Reproduce each record exactly, but exclude every picture.

Source data
= = = =

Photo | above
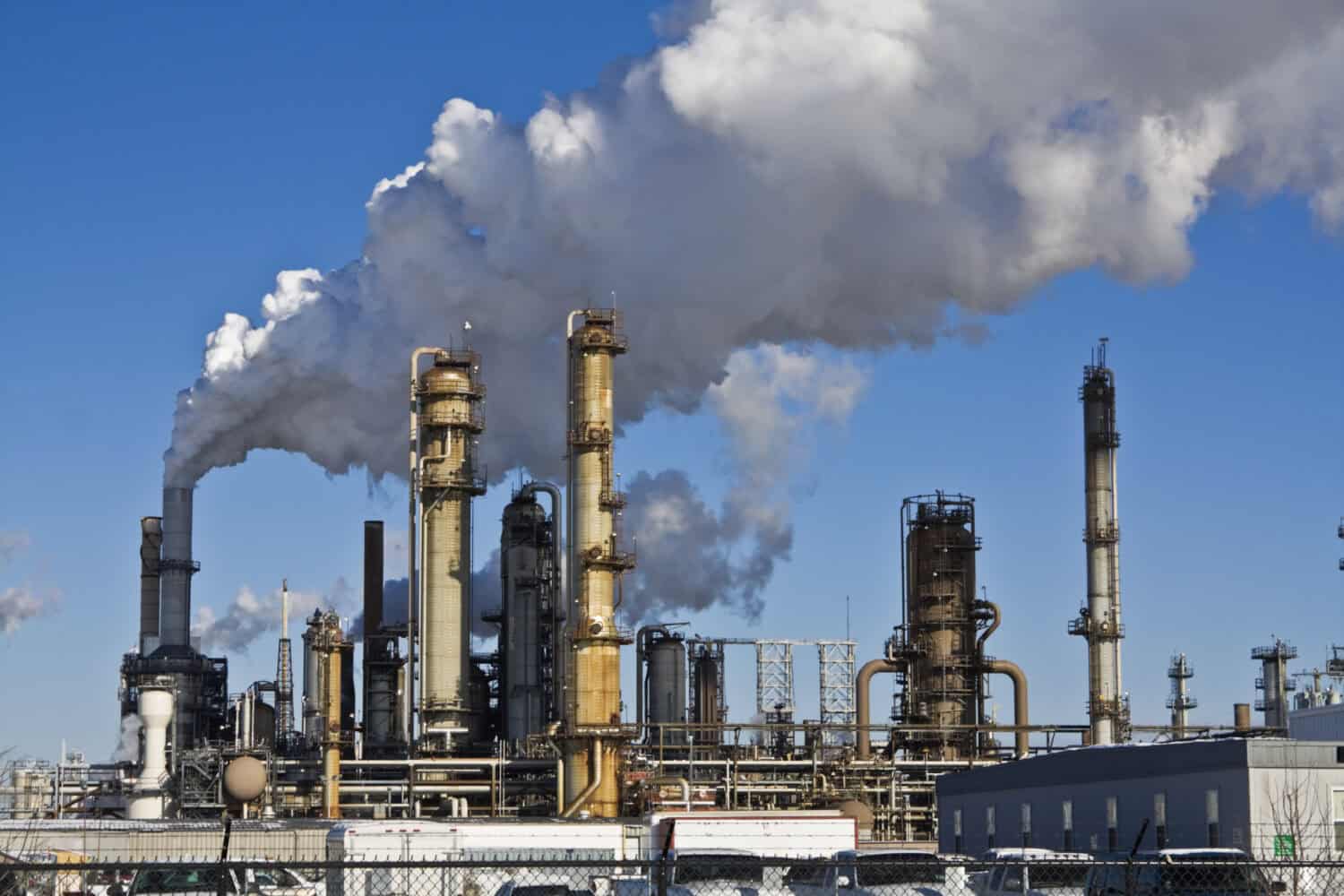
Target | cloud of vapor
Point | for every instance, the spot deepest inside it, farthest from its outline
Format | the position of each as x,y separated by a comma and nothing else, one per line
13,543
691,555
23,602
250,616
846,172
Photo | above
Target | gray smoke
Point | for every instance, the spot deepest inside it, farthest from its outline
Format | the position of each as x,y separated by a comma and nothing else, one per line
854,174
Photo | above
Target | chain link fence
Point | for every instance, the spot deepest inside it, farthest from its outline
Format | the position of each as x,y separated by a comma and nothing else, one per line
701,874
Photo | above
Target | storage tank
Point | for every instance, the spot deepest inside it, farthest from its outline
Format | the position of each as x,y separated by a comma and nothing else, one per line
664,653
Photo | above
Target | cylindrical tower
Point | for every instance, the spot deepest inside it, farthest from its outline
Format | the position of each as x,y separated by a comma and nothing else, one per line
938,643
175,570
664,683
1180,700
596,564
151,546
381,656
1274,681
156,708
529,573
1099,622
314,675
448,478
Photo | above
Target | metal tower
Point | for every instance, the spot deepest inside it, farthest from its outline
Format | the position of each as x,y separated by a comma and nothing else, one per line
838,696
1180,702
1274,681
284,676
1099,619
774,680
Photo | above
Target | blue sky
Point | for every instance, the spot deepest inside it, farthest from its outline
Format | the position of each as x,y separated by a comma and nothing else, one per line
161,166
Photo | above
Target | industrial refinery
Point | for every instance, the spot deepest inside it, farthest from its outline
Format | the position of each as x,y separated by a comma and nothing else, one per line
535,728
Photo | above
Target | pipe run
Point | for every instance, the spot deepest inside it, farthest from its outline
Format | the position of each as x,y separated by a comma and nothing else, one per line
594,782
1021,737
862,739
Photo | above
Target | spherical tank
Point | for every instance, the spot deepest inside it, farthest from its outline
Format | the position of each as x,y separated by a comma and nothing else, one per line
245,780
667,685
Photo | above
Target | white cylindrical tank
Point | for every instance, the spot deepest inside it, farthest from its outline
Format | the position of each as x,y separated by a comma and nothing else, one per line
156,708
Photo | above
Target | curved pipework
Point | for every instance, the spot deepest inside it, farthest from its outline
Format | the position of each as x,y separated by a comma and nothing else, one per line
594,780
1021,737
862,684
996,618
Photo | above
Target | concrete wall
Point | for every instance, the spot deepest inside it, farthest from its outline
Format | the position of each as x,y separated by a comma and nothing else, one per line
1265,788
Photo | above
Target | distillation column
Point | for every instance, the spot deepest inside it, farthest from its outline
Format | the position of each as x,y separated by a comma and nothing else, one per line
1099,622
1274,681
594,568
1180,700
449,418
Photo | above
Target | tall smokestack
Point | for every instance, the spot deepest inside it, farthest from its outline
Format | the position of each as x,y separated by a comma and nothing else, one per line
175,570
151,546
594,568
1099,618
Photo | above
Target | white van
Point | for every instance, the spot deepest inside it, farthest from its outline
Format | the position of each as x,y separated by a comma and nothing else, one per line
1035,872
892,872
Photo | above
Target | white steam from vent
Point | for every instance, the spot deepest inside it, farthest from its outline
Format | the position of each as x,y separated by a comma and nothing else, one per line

= = = =

Expected output
Photo | above
Target | cloud of vapor
Point | for every instance, the spot deepest inside it, farthest from its outline
Format | the position of each as x,y separated by a comma and nothing else, one per line
13,543
691,555
23,602
250,616
846,172
Photo | above
Target | gray smoke
Point | for every instance, the spot deepest inside it, farthest from its outline
Format | the position of each as x,y separated by a comma and nothing else, one per line
854,174
Photo | above
Target | chain link fence
Point | for every instance, the spot deepest inside it, farthest from its outline
Format | the position of each as x,y separated by a comma and nothing else, one per line
701,874
Photo | above
Target | storage tank
Point | for every instance, the spot deepest inside it, farthest from its outline
Format | the position of each as x,y separated by a comma and nothing else, one per line
664,653
Photo | above
Target | cylindrical tower
Point | for every instance, the spot deepest inside it, farthest from its outline
Format | the position of each as x,y separated by a comma and nothing else, one per line
938,643
175,570
664,683
1180,700
596,564
151,546
381,656
1274,681
156,708
529,573
1099,622
314,675
448,478
Photo | above
Target | metal tower
Point | for every instance, the spot deepest inside it, farthest from its outline
Format | the position of each as x,y separated by a comma and nothing else, one per line
838,696
1180,702
1274,681
284,676
1099,619
774,680
Photo | above
Target | blue sky
Point | for every instance, the spot deepest inside it, farthest from its outline
Format | the position of each as x,y separated by a comma and nothing else, one per line
161,166
Photo | above
Target | industrial refinery
Point | for every instance, the spot deepest inside it, farthest from its outline
Format | the position of each as x,y separated by a comma and nothing else, one per line
535,728
Photo | above
Target | pipe run
Point | for every instance, the spot deepest inside it, farthest from its outline
Format | the position of each as x,y separated by a comma and nothing else, one per line
594,782
1021,737
862,739
Photo | above
Target | spherical tank
Point | for every instance, the spot deepest inside it, farthest from its outline
Format | the position of each as x,y separated by a comma and nothing else, one per line
245,780
667,685
Photo | above
Target | white cylindrical tank
Point | for every instance, the spot deepest inside it, farthest from its outline
Format | the position of each as x,y separated by a comma and nothing else, one per line
156,708
Photo | above
Target | curved pipework
Point | for every instance, the spot deepest inside it, farthest from its outline
Format | the position of each as x,y separated by a comma and nothing else, one per line
594,780
1021,737
862,684
996,618
Photo | above
Target | concrete wall
Point | for every instance, the spot deepest inside it, farthest from its outline
Format | the position of each as x,y separated by a comma and nothing else, one per line
1265,788
Photo | above
Target | distillation column
Point | for every instance, the spot deepest inside it, farthest from its outline
Format | the position of each as x,y separated by a comma and nothing else, one per line
1099,622
1274,681
594,568
1180,700
449,418
Photo | above
Target | tall smokestack
Point | for every instance, the spot deepest inside it, farthest from its outline
Format | the position of each as x,y separated by a comma and nothing else, one per line
175,570
151,546
594,568
1099,618
Photo | above
Target | white van
Point | for every instance, the spot deepest inside it, farthest from its outline
Format | the position of each as x,y separated by a comma and nothing else, one per line
1035,872
892,872
Photo | above
Target | white steam from vent
Point | for every instance, the spot deepest inside it, farthest from its outline
Format | the position of each as x,y separated by a comma and nothing else, one per line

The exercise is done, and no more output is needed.